_Aim:_ In the netwire thread below, what does the reply identify as the reason the list keeps showing static values?

──────── Document section

I'm playing around with the netwire package trying to get a feel for FRP, and I have a quick question.

Starting with the following simple wires, I'm able to emit an event every 5 seconds (approx)

myWire :: (Monad m, HasTime t s) => Wire s () m a Float
myWire = timeF

myWire' :: (Monad m, HasTime t s) => Wire s () m a Int
myWire' = fmap round myWire

myEvent :: (Monad m, HasTime t s) => Wire s () m a (Event Int)
myEvent = periodic 5 . myWire'

This is pretty nice and straight forward, but what I want to do next is map each event produced to a wire, that I can then watch update. I have an accumulator function like the following:

eventList :: (Monad m, HasTime t s) 
            => Wire s () m a (Event [Wire s () m a Int])
eventList = accumE go [] . myEvent
  where go soFar x = f x : soFar
        f x = for 10 . pure x --> pure 0

I then introduce a new wire that will inhibit until the eventList starts triggering events, like so:

myList :: (Monad m, HasTime t s) => Wire s () m a [Wire s () m a Int]
myList = asSoonAs . eventList

So I've gone from events to a wire containing a list of wires. Finally, I introduce a wire to step each of these wires and produce a list of results:

myNums :: (Monad m, HasTime t s) => Wire s () m [Wire s () m a Int] [Int]
myNums = mkGen $ \dt wires -> do
  stepped <- mapM (\w -> stepWire w dt $ Right undefined) wires
  let alive = [ (r, w) | (Right r, w) <- stepped ]
  return (Right (map fst alive), myNums)

myNumList :: (Monad m, HasTime t s) => Wire s () m a [Int]
myNumList = myNums . myList

And finally, I have my main routine to test it all out:

main = testWire clockSession_ myNumList

What I expect to see is a growing list, where each element in the list will show it's creation time for 10 seconds, after which the element will show a zero. What I'm getting instead is a growing list of static values. For example, what I expect to see after a few steps is

[0]
[5, 0]
[10, 5, 0]
[15, 10, 0, 0]

and so on. What I'm actually seeing is

[0]
[5, 0]
[10, 5, 0]
[15, 10, 5, 0]

So I know my accumulator function is working: every event created is being converted into a wire. But what I'm not seeing are these wires emitting different values over time. My statement for 10 . pure x --> pure 0 should be switching them over to emitting 0 after the time has elapsed.

I am still new to FRP, so I may be fundamentally misunderstanding something important about it (probably the case.)

The problem is that the wires generated from the events are not persistent. A given value of type Wire s e m a b is actually an instance in time of a function that produces a value of type b from a value of type a. Since Haskell uses immutable values, in order to step wires, you have to do something with the resulting wire from stepWire otherwise you get the same output for the same input. Take a look at the results from myList:

Event 1: [for 10 . pure 0 --> pure 0]
Event 2: [for 10 . pure 5 --> pure 0, for 10 . pure 0 --> pure 0]
Event 3: [for 10 . pure 10 --> pure 0, for 10 . pure 5 --> pure 0, for 10 . pure 0 --> pure 0]
... etc

When you step each of these wires, you're only going to get [.., 10, 5, 0] every time because you're reusing the original value of the for 10 . pure x --> pure 0 wire. Look at the signature for stepWire:

stepWire :: Monad m => Wire s e m a b -> s -> Either e a -> m (Either e b, Wire s e m a b)

────────────────
──────── Listing

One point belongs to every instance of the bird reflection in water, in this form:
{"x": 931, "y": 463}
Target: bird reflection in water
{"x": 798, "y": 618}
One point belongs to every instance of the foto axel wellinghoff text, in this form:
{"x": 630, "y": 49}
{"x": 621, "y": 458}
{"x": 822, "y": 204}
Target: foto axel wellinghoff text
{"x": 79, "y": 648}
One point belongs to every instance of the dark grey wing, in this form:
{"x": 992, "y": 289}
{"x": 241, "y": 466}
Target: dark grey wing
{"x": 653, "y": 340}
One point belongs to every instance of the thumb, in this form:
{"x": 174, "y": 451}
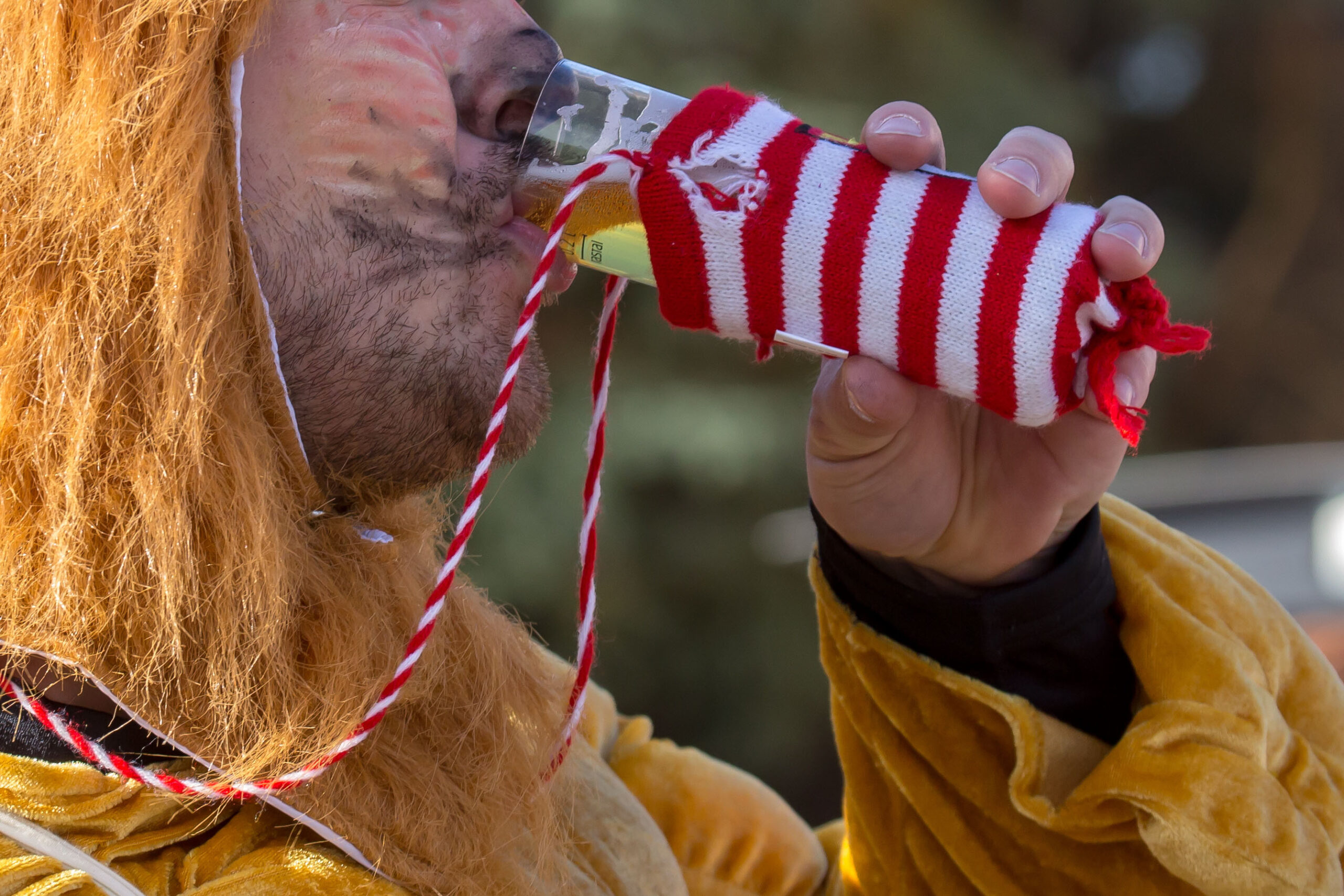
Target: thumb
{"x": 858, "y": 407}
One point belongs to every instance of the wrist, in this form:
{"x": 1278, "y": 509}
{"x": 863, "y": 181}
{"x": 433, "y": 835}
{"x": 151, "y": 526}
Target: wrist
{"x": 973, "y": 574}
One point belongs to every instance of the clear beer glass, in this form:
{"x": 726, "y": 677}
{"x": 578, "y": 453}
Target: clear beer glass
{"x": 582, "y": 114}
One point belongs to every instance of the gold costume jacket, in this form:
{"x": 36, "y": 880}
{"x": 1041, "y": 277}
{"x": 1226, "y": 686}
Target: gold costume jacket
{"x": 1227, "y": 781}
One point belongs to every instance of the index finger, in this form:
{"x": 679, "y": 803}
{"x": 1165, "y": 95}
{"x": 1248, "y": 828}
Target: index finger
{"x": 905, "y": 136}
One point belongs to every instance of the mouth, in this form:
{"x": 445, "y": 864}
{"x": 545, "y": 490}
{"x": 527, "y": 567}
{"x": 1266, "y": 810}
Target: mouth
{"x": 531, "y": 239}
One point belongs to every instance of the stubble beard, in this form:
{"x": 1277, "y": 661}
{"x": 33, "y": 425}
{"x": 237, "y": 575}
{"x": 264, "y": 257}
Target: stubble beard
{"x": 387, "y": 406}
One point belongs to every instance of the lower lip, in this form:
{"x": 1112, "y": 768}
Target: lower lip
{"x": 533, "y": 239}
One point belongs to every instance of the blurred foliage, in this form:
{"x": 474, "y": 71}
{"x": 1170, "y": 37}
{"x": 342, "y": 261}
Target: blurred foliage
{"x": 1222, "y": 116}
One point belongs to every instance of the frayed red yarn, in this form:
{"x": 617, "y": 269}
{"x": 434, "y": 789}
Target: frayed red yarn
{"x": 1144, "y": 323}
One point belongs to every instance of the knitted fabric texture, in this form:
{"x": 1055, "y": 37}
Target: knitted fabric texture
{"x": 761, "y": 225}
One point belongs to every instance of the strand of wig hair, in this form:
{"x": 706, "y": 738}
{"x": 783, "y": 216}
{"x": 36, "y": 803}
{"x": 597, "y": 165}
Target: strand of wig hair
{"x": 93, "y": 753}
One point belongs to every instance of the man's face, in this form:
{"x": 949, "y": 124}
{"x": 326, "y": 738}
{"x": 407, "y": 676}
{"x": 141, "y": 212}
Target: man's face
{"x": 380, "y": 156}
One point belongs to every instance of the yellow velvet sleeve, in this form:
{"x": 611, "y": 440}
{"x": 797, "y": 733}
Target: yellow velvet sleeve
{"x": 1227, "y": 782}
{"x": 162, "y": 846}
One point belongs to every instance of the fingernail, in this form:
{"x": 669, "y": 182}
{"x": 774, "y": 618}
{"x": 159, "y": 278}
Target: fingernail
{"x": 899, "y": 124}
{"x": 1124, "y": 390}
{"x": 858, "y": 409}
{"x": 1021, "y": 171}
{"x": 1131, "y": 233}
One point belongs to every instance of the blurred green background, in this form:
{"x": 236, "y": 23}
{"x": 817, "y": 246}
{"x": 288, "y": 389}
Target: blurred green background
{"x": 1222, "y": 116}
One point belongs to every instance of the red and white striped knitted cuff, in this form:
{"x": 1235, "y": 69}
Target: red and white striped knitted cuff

────────────────

_Complete output:_ The wires generated from the events are not persistent, so each step reuses the original wire instead of doing something with the resulting wire from stepWire.